### TASKS TO CARRY OUT
- a) In the passage on the Mongol invasion of Europe, at which river did the reunited Mongol army defeat King Béla IV of Hungary?
- b) Write the next part of the passage on the Mongol invasion of Europe, starting after its final sentence.

### EXCERPT
__________________________________________________

The Tatars then reached Polaniec on the Czarna Hańcza, where they set up camp. There, the Voivode attacked them with the remaining Cracovian knights, which were few in number, but determined to conquer or die. Surprise gave the Poles an initial advantage and they managed to kill many Mongol soldiers. When the Mongols realized the actual numerical strength of the Poles, they regrouped, broke through the Polish ranks and defeated them. During the fighting, many Polish prisoners of war found ways to escape and hide in the nearby woods. In part, the Polish defeat was due to the fact that following their initial success the Polish knights were distracted in searching for loot. The attack on Europe was planned and carried out by Subutai, who achieved, perhaps, his most lasting fame with his victories there. Having devastated the various Russian Principalities, he sent spies into Poland, Hungary, and as far as Austria, in preparation for an attack into the heartland of Europe. Having a clear picture of the European kingdoms, he prepared an attack nominally commanded by Batu Khan and two other princes of the blood. Batu Khan, son of Jochi, was the overall leader, but Subutai was the strategist and commander in the field, and as such was present in both the northern and southern campaigns against Russian Principalities. He also commanded the central column that moved against Hungary. While Kadan's northern force won the Battle of Legnica and Güyük's army triumphed in Transylvania, Subutai was waiting for them on the Hungarian plain. The newly reunited army then withdrew to the Sajo River where they inflicted a decisive defeat on King Béla IV of Hungary at the Battle of Mohi. Again, Subutai masterminded the operation, and it would prove to be one of his greatest victories.
More than 200 years before the event of the Mongol invasion, the Hungarian army (descendants of the Magyars) was based on light cavalry. An interesting aspect is that the former tactics of the Hungarian army were similar to those of the Mongols, but had been forgotten by 1241. One of the major light cavalry tactics was a sudden rush on the enemy, if the enemy held (or reformed) light cavalry was insufficient for a win. Another tactic was a feigned retreat. The light cavalry would attack the enemy and then withdraw, apparently fleeing. The enemy would pursue and become disorganised, and would then be attacked by units hidden in reserve. The light cavalry would reform and attack the flanks or rear of the enemy forces. The Hungarians stopped using these tactics in the 11th century.

__________________________________________________

### COLLECTED DATA

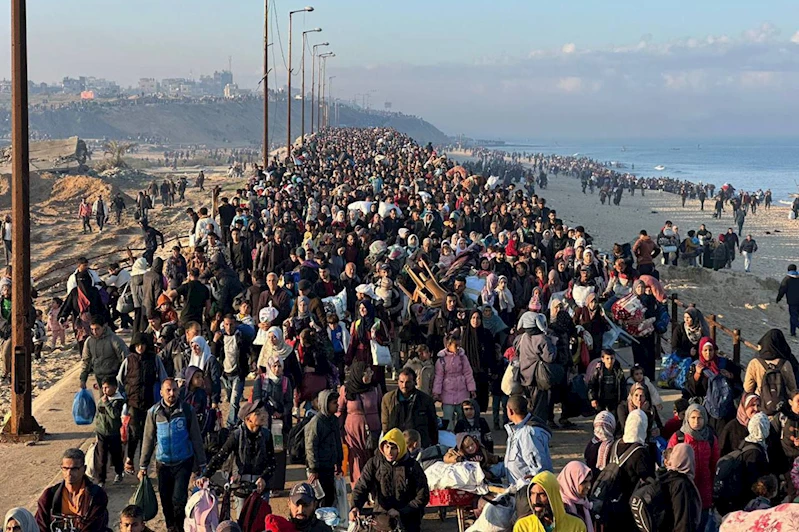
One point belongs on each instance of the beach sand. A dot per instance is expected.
(740, 300)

__________________________________________________

### REPLIES
- a) The Sajo River, at the Battle of Mohi.

- b)
In the late 11th century, the major force of the Hungarian army consisted of mounted sergeants (heavy knights) and infantry. The Hungarian allies, who still used these Light cavalry combat style, were the Cumans who settled down in Hungary not long before the Mongol invasion. Their task was to form the light cavalry in the Hungarian army. A tense situation erupted when Mongol troops burst into Hungary. The Hungarians, frustrated by their own helplessness, took revenge on the Cumans, whom they accused of being Mongol spies. After a bloody fight the Hungarians killed Kuthen (the Cuman Leader) and his bodyguards, and the remaining Cumans fled to the Balkans. After the Mongol invasion Béla IV of Hungary recalled the Cumans to Hungary to populate settlements devastated by war. The nomads subsequently settled throughout the Great Hungarian Plain.
Around 1241, Kingdom of Hungary looked much like any other feudal kingdom of Europe. Although the throne was still inherited by the successors of Árpád, the authority and power of the king was greatly curtailed. The rich magnates cared less about the national security of the whole kingdom than about petty feudal quarrels with their fellow landlords. The Golden Bull of 1222 authorized the magnates to rebel against the king in some circumstances, and made the king only 'primus inter pares'—first among equals. Bela IV tried to restore the king's former authority and power without much success. Thus, Hungary lived in a state of feudal anarchy when the Mongols began to expand toward Europe.
The Hungarians had first learned about the Mongol threat in 1229, when King Andrew granted asylum to some fleeing Russian boyars. Magyars, left behind during the main migration to the Pannonian basin, still lived on the banks of the upper Volga; in 1237, a Dominican friar, Julianus, set off on an expedition to lead them back, and was sent back to King Béla with a letter from Batu Khan. In this letter, Batu Khan called upon the Hungarian king to surrender his kingdom unconditionally to the Tatar forces or face complete destruction. Béla did not reply. Two more Mongol messages were brought to Hungary: the first, in 1239, by the defeated Cuman tribes, who asked for and received asylum in Hungary, and the second, in February, 1241, by the defeated Polish princes.
Only then did King Béla call his magnates to join his army in defense of the country. He also asked the papacy and the Western European rulers for help. Foreign help came in the form of a small knight-detachment under the leadership of Frederick, Prince of Austria, but it was too small to influence the outcome of the campaign. The majority of the Hungarian magnates did not realize the seriousness of the Mongol danger. Some may have hoped that a defeat of the royal army would force Béla to discontinue his centralization efforts and thus strengthen their power.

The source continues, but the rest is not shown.